_Extrait fourni_.
══════
Le Kremlin / Image d'icône (droits expirés de l'image originale de cet article) © pixabay (dondelord)
Le Kremlin / Image d'icône (droits expirés de l'image originale de cet article) © pixabay (dondelord)

Russie La course aux élections locales à Moscou est marquée par des attaques sans précédent contre les droits fondamentaux

9 septembre 2019
Les autorités russes n’ont pas manqué d’imagination s’agissant de piétiner la liberté de réunion et d’expression à l’approche de l’élection de la Douma (Parlement local) de la ville de Moscou le 8 septembre et se livrent à une répression très inquiétante contre les droits humains en Russie, a déclaré Amnesty International le 6 septembre 2019.

«Cet été, les autorités ont fait tout leur possible pour étouffer les droits fondamentaux. Dans un climat marqué par un mécontentement croissant de la population moscovite et russe en général, elles ont recouru à toutes les manœuvres dont elles sont coutumières pour persécuter et intimider les voix dissidentes qui ne cessent de s’amplifier et sont même allées bien au-delà du script habituel, a déclaré Natalia Zviagina, directrice d'Amnesty International Russie.

De nombreux citoyens ont été soumis à des perquisitions intrusives, emmenés hors de chez eux ou arrêtés dans la rue la nuit. Natalia Zviagina, directrice d'Amnesty International Russie 

«Tout d’abord, elles ont adopté une approche clairement discriminatoire en disqualifiant certains candidats aux élections pour des motifs arbitraires, leur concédant une procédure d’appel fondamentalement déficiente. Lorsque des milliers de citoyens sont descendus dans les rues pour protester, la police antiémeutes est intervenue et a fait usage d’une force excessive. La police a clairement provoqué les violences, mais les manifestations sont restées globalement pacifiques. Plus de 2 600 personnes ont été arrêtées et des dizaines de manifestants pacifiques ont été frappés par les policiers.»
══════
_Données fournies_.
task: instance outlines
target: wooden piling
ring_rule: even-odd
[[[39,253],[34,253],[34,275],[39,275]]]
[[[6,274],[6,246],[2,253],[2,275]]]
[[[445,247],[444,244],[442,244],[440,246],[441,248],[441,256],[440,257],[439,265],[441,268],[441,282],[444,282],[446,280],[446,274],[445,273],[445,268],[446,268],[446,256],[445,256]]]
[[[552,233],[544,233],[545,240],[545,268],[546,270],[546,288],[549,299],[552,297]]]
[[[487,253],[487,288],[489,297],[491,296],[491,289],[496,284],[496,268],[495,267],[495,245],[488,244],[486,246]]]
══════
_Travail à réaliser_.
1. Résumez en deux phrases l'extrait sur les élections à Moscou.
2. Poursuivez l'extrait sur les élections à Moscou à partir de sa dernière phrase.

_Corrigé des exercices_.
1. Selon Amnesty International, les autorités russes ont piétiné la liberté de réunion et d'expression à l'approche de l'élection de la Douma de Moscou du 8 septembre, notamment en disqualifiant certains candidats pour des motifs arbitraires. Lorsque des milliers de citoyens ont manifesté, la police antiémeutes a fait usage d'une force excessive : plus de 2 600 personnes ont été arrêtées et des dizaines de manifestants pacifiques ont été frappés par les policiers.

2.
À la suite des manifestations du 27 juillet et du 3 août, des milliers de manifestants pacifiques et de passants ont été arrêtés et condamnés à des amendes exorbitantes. Les leaders des manifestations, réels ou présumés, ont été détenus de manière arbitraire pendant 10 à 30 jours, bien souvent à plusieurs reprises, en vertu de la législation administrative indûment draconienne. L’un d’entre eux, Ilia Iachine, président élu du conseil d'arrondissement de Krasnosselski, à Moscou, purge aujourd’hui sa cinquième peine administrative consécutive. Il a été arrêté la première fois le 29 juillet.

Afin d’isoler davantage les personnes arrêtées dans le centre-ville, certaines sont jugées devant des tribunaux éloignés rattachés aux zones périphériques de Moscou et celles qui sont condamnées à une «détention administrative» sont envoyées dans des prisons situées jusqu’à 70 kilomètres de la capitale.

Des enquêtes pénales absurdes contre les manifestants

Malgré le caractère majoritairement pacifique des rassemblements, les autorités ont ouvert des enquêtes pénales contre plusieurs participants – la plupart n’ayant commis aucun acte violent – en vertu d’au moins quatre articles du Code pénal. Ils sont notamment accusés d’«émeutes de masse», accusation sans fondement puisqu’il n’y a pas eu de troubles de masse. Certains sont inculpés d’avoir usé de violence contre les policiers.

L’un des accusés, Egor Joukov, un étudiant âgé de 20 ans, est inculpé d’avoir «organisé et mené des émeutes de masse» au motif qu’il aurait dit aux gens de ne pas s’approcher de la route et de rester sur le trottoir. Du fait de son caractère totalement arbitraire, cette accusation a été abandonnée et remplacée par le chef d’accusation d’«appels à se livrer à des activités extrémistes» en raison de ses vidéos postées sur YouTube il y a deux ans.

Il faut généralement des mois voire des années au système de justice pénale russe pour clore une affaire ; dans le cas présent, certaines personnes ont été inculpées et emprisonnées à la vitesse de l'éclair. C’est le cas de Konstantin Kotov, un manifestant pacifique. Il n’a fallu que trois jours aux enquêteurs pour boucler le dossier. Il a été reconnu coupable et condamné à quatre ans de prison. Son «crime»? Avoir pris part à plusieurs reprises à des rassemblements «non autorisés». Notons qu’il a été condamné pour un acte qui, selon la Cour constitutionnelle de Russie, ne devrait pas constituer une infraction.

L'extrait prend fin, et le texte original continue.